** GIVEN INSTRUCTION 1 **
Summarize the faculty news text in two sentences.
** GIVEN INSTRUCTION 2 **
According to the faculty news text, how often does the Humanities Council's Executive Committee meet?
** GIVEN INSTRUCTION 3 **
In the faculty news text, rewrite the passage that begins at "Appointed in the" and stops after "for Human Values).", swapping "Executive Committee" for "Steering Committee".

Lecturing for the Department of Spanish and Portuguese, Nicolás Sánchez-Rodríguez will work on his book about why paper technologies for representing value flourished in nineteenth-century Colombia. He will teach “Fleshing the Soul: Money and Matter in Spanish America.”
Appointed in the Department of Astrophysical Sciences, Daniel Tamayo is studying the formation and evolution of planetary systems, in reference to planets outside our solar system. His investigation encompasses whether orbits alter over time.
Humanities Council Executive Committee
The Humanities Council added four members to its Executive Committee: Chair Esther Schor (English), Martin Kern (East Asian Studies), Kinohi Nishikawa (English, African American Studies), and Kim Lane Scheppele (Sociology, School of Public and International Affairs, The University Center for Human Values).
Members of the Council’s Executive Committee come from across the humanities departments and meet on a monthly basis to select Visiting Fellows, Research Professors, grantees of the David A. Gardner ’69 Magic Fund, Behrman Professors, and the Belknap Visitor in the Humanities. In addition to these specific tasks, the committee deliberates on interdisciplinary research and teaching proposals and thinks about the humanities as they intersect with the arts, social sciences, and natural sciences more broadly. Past discussions have focused on the library, admissions, graduate programs, emerging fields, and faculty diversity.

** RAW RECORDS **
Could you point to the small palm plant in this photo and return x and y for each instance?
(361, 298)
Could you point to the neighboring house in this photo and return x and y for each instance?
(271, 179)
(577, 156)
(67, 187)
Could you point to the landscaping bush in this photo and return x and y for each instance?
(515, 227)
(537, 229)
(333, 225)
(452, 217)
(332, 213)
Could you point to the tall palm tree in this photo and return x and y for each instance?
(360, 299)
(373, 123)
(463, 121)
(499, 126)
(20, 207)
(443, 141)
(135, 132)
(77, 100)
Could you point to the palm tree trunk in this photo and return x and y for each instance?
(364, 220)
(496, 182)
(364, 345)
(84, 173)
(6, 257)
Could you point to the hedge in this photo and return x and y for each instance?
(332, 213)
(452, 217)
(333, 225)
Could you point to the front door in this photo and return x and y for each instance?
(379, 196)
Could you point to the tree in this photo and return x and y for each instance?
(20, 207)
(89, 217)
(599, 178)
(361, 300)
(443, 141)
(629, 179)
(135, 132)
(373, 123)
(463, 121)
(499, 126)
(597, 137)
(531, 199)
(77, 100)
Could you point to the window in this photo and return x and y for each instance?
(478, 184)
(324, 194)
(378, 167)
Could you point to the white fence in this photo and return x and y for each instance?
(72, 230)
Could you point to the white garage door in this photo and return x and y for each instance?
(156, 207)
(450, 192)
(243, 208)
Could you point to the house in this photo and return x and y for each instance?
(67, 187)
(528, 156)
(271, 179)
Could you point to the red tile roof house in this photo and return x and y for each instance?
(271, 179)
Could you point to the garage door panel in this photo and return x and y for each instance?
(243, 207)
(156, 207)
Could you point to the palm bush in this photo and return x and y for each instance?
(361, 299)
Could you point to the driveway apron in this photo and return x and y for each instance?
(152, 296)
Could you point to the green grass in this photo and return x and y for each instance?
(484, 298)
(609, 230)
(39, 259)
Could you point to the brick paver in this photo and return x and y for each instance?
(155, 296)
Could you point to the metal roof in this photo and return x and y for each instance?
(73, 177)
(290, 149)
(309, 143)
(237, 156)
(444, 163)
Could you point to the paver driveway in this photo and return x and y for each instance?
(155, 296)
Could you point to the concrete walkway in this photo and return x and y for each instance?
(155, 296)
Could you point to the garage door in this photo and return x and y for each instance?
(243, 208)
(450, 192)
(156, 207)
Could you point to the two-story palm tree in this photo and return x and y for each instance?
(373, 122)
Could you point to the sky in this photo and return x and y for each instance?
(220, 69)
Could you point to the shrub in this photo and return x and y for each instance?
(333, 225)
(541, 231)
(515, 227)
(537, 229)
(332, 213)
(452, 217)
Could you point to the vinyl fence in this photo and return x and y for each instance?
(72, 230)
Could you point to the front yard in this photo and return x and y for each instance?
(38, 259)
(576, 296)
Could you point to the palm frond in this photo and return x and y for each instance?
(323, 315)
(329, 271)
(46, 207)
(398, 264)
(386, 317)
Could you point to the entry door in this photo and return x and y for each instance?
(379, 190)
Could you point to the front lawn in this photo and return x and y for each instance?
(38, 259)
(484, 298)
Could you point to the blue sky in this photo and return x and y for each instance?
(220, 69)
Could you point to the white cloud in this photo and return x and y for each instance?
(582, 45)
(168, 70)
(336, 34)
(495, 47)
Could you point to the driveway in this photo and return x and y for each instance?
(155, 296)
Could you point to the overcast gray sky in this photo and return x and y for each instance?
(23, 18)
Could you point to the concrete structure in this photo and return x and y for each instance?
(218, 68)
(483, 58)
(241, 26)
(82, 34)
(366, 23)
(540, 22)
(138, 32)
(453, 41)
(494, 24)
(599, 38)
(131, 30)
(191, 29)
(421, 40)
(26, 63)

** TASK ANSWER 1 **
Nicolás Sánchez-Rodríguez will lecture for the Department of Spanish and Portuguese while working on a book about why paper technologies for representing value flourished in nineteenth-century Colombia, and Daniel Tamayo, appointed in the Department of Astrophysical Sciences, is studying the formation and evolution of planetary systems. The Humanities Council added four members to its Executive Committee, which meets monthly to select fellows, professors, and grantees and also deliberates on interdisciplinary research and teaching proposals.

** TASK ANSWER 2 **
It meets on a monthly basis.

** TASK ANSWER 3 **
Appointed in the Department of Astrophysical Sciences, Daniel Tamayo is studying the formation and evolution of planetary systems, in reference to planets outside our solar system. His investigation encompasses whether orbits alter over time.
Humanities Council Steering Committee
The Humanities Council added four members to its Steering Committee: Chair Esther Schor (English), Martin Kern (East Asian Studies), Kinohi Nishikawa (English, African American Studies), and Kim Lane Scheppele (Sociology, School of Public and International Affairs, The University Center for Human Values).